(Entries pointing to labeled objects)
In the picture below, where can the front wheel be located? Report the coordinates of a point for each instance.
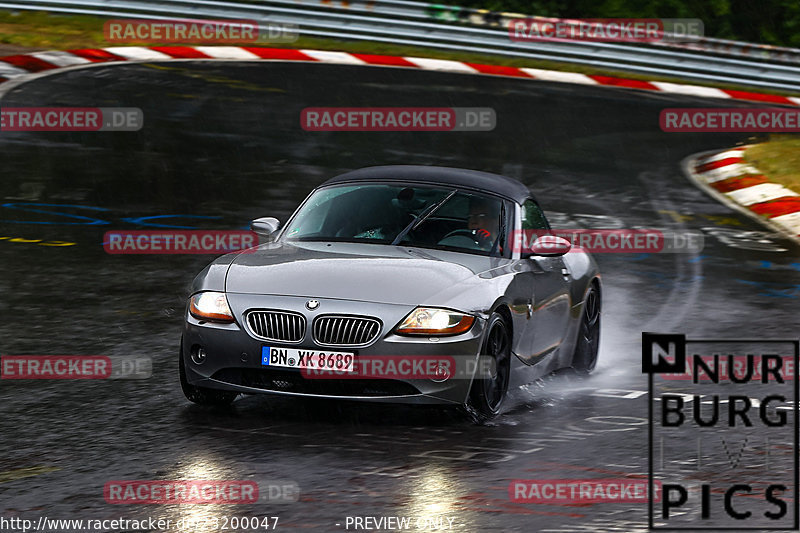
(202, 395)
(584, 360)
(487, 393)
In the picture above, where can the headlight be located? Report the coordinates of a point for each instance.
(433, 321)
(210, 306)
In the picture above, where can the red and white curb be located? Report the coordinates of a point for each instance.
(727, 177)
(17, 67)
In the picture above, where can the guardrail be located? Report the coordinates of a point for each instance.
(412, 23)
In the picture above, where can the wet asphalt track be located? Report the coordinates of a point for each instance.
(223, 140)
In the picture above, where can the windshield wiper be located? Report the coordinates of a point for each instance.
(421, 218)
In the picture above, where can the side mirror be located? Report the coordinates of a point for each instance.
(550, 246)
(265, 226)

» **AIM OF THE TASK**: Reproduce every line of the listing above verbatim, omitting the picture.

» **EXERCISE SOLUTION**:
In the picture below, where can the front wheel be located? Report the coordinates of a point for each instance.
(202, 395)
(584, 360)
(487, 393)
In the picture above, where can the headlight be located? Report the coordinates of a point for each instance.
(433, 321)
(210, 306)
In the picture above, where can the red and white curb be located? Report the coordinates of a point for each instance.
(727, 177)
(17, 67)
In the picture above, where can the guardrail be located? Report the coordinates of a point for each instance.
(412, 23)
In the picture above, where can the wet asphalt track be located? Report the coordinates of a point for each instance.
(223, 140)
In the picture above, where can the windshield wiper be located? Report the coordinates of a point for each instance.
(421, 218)
In the picture above, where can the side mirror be located? Report the coordinates of a point for each instance.
(550, 246)
(265, 226)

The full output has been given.